Text shown:
################

REGIONAL DRUG TESTING LABORATORY, GUWAHATI

 

The laboratory was inaugurated on 3rd October 2002 to cater to needs of drug testing of North Eastern states.  During the period October 2002 to March 2003, 201 samples were tested of which 22 samples were reported to be not of standard quality.

 

Medicines production capability in the country

 

The total estimated value of bulk drugs and formulations manufactured in India was Rs 196,370 million in 1999-2000.

 

Rational use of medicines

 

Rational use of drugs is not properly followed in India because of inadequate attention of the subject in medical schools as well as lack of emphasis on CME (Continuing Medical Education). Most practitioners never bother to keep abreast of latest technological developments. The WHO first introduced the concept of rational use of drugs during 1973-75. However, this came into effect only in 1994 when for developing a drug policy for Delhi, based on this concept, a triangle was formed of political leaders, bureaucrats and technical experts dedicated to the cause of rational use of drugs. The programme from then onwards extended rapidly. A number of NGOs and professional organizations have organized conferences and training workshops. Unless the relevant governments and professional associations own up the programme and promote it actively, it shall become difficult for the rational use of drugs.

 

*     Central Drugs Standard Control Organization, MoHFW, India

*     Central drug Laboratory, MoHFW, India

*     EDM - WHO/SEARO

*     Medicines – WHO/HQ 

 

4.5 International partnership for health

External assistance in India is around 1-3 percent of the total health spending in any given year. It has an impact on health, contributing to hastening India's demographic and epidemiological transition. From the 90s, the ODA assistance has increased from US $ 305 million to US $ 623 million. It rose from 3.17 percent to 6.69 percent. Earlier most of the donor agencies provided aid for primary healthcare and immunization programmes with focus on projects related to strengthening of service delivery, capacity building, training and IEC. Multilateral and Bilateral donors such as UNICEF, UNFPA, WHO, USAID, DFID, SIDA, and CIDA provided assistance for specific programmes in family planning, leprosy, malaria control, HIV/AIDS, etc.

################

Your tasks:
• A. Do these statements agree with the text on medicines and health in India? Answer yes or no for each, and quote the words of the text that decide it. (i) The Guwahati laboratory was inaugurated in October 2002. (ii) The WHO first introduced the concept of rational use of drugs in 1994. (iii) External assistance in India makes up about 10 percent of total health spending.
• B. Repeat word for word the part of the text on medicines and health in India between "REGIONAL DRUG TESTING" and "million in 1999-2000.", inclusive.
• C. In the text on medicines and health in India, how many samples did the Guwahati laboratory report as not of standard quality from October 2002 to March 2003?
The data after this text is not needed here.

Given data:

################

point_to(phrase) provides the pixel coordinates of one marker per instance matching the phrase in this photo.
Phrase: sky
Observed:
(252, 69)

################

Answers for this exercise:
• A.
(i) Yes: "The laboratory was inaugurated on 3rd October 2002"
(ii) No: "The WHO first introduced the concept of rational use of drugs during 1973-75."
(iii) No: "External assistance in India is around 1-3 percent of the total health spending in any given year."

• B.
REGIONAL DRUG TESTING LABORATORY, GUWAHATI

 

The laboratory was inaugurated on 3rd October 2002 to cater to needs of drug testing of North Eastern states.  During the period October 2002 to March 2003, 201 samples were tested of which 22 samples were reported to be not of standard quality.

 

Medicines production capability in the country

 

The total estimated value of bulk drugs and formulations manufactured in India was Rs 196,370 million in 1999-2000.

• C. 22 of the 201 samples tested.